### Источник:
**********

Французский посол Кампредон уже в 1726 году, за четыре года до событий, доносил своему правительству, что большая часть вельмож в России хотят ограничить власть императрицы, не дожидаясь, пока подрастет и воцарится великий князь Петр Алексеевич. Мол, русские вельможи хотят устроить правление по образцу английского». Как видно, и про английский образец они знали, а отнюдь не только про шведский.

В–третьих, мне очень трудно представить себе человека, на которого сложнее оказывать влияние, чем князь Дмитрий Михайлович Голицын… В 1730 году он, родившийся в 1665 году, разменял седьмой десяток. Даже в наше время возраст вполне почтенный, а в XVIII веке человек в 65 лет считался уже стариком. В 1697 году, в возрасте более 30 лет, он ездил за границу, учился, знал несколько языков. В его библиотеке в Архангельском, расхищенной после его ссылки в 1737 году, находилось до 6 тысяч книг на разных языках – вся классика европейской политической мысли, начиная от Макиавелли, и по истории, политике, философии.

Родственник Василия Голицына, он никогда не пользовался особым доверием Петра, но всегда был на значительных должностях, требующих доверия, ума, квалификации: уж очень хорошо выполнял все задания и, как говорили в те времена, «отправлял все должности».

В долгую бытность губернатором в Киеве, городе, не очень покорном Москве, Голицын стал своего рода центром притяжения местного кружка переводчиков в тамошней академии. В числе прочих книг по его поручениям перевели голландца Гуго Гроция «О праве войны и мира» и сочинения Пуфендорфа – книги из политической школы моралистов, выводивших жизнь государства из обязанностей людей друг перед другом.

Трудно представить себе, чтобы кто–то оказывал на князя Дмитрия нежелательное влияние или он, как восторженный мальчик, купился на красивую конституционную игрушку.

**********

### Входные данные:
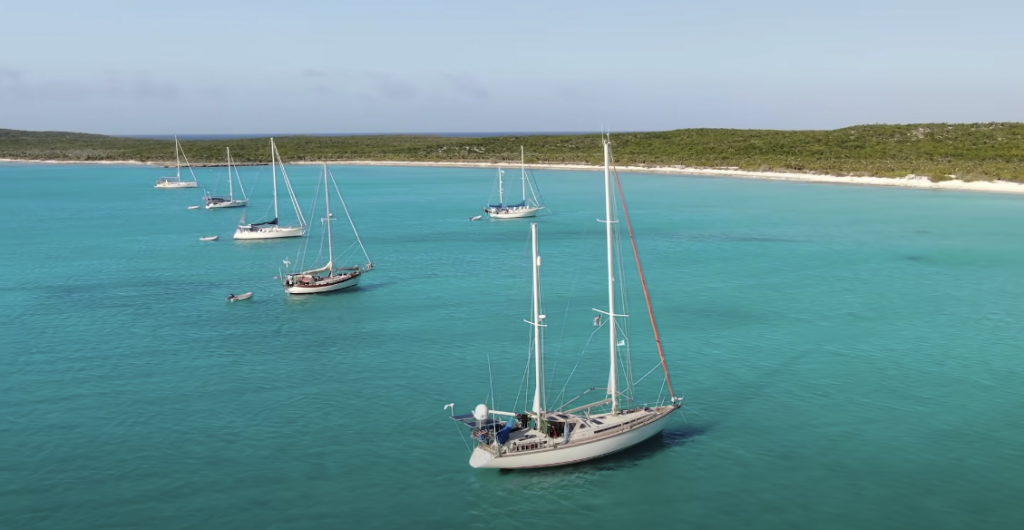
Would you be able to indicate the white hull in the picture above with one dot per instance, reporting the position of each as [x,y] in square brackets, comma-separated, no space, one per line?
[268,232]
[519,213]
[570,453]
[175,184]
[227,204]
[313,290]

**********

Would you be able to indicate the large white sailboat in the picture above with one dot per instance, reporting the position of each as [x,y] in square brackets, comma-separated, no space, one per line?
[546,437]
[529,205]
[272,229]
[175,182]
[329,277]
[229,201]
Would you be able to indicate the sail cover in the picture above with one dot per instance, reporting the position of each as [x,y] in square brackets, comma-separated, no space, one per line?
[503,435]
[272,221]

**********

### Требования к заданиям:
1/ Подсчитайте строки записей, в которых есть строка «space», и дайте только число.
2/ Продолжите текст о князе Дмитрии Михайловиче Голицыне, начиная сразу после его последнего предложения.
Текст и записи никак не связаны друг с другом.

### Ответы по порядку:
1/ 3

2/
Думаю, в наибольшей мере прав С.М. Соловьев, с чьей точки зрения сам Д.М. Голицын разочаровался в неограниченной монархии.

«Гордый своими личными достоинствами и еще более гордый своим происхождением, считая себя представителем самой знатной фамилии в государстве, Голицын, как мы видим, постоянно был оскорбляем в этих самых сильных своих чувствах. Его не отдаляли от правительства, но никогда не приближали к источнику власти. Никогда не имел он влияния на ход правительственной машины, а что было виною – фаворитизм! Его отбивали от первых мест люди худородные, но умевшие приближаться к источнику власти, угождать, служить лично, к чему Голицын не чувствовал никакой способности».

Так было, когда престол занимала худородная Екатерина, окружённая выскочками. Так было и при Петре II, – казалось бы, законнейшем императоре, но возле которого сгрудились самые незначительные по личным качествам из Долгоруких…

Конечно, Анна будет обязана Голицыну, как главному виновнику её избрания,

«но Голицын научен горьким опытом: он знает, что сначала ему будут благодарны, сначала поласкают человека, неспособного быть фаворитом, а потом какой–нибудь сын конюха, русского или курляндского, через фавор оттеснит первого вельможу на задний план. Вельможество самостоятельного значения не имеет; при самодержавном государе значение человека зависит от степени приближения к нему. Надобно покончить с этим, надобно дать вельможеству самостоятельное значение, при котором оно могло бы не обращать внимания на фаворитов»

[31. С. 200—201).

Написано блестяще, буквально нечего добавить! Разве что… Разве что вот – а почему нужно считать, что такие мысли могут быть только у «вельможества»? Примерно такие же мнения вкладывает в уста Чацкого и А.С. Грибоедов:

– Служить бы рад. Прислуживаться тошно.

Кстати, в разговоре с Чацким Фамусов опирается как раз на опыт «вельможества»:

 
Вот то–то, все вы гордецы!
Спросили бы, как делали отцы?
Мы, например, или покойник дядя
Максим Петрович: он не то на серебре —
На золоте едал, сто человек к услугам,
Весь в орденах, езжал–то вечно цугом.
А дядя! что твой князь? что граф?
Сурьозный взгляд, надменный нрав.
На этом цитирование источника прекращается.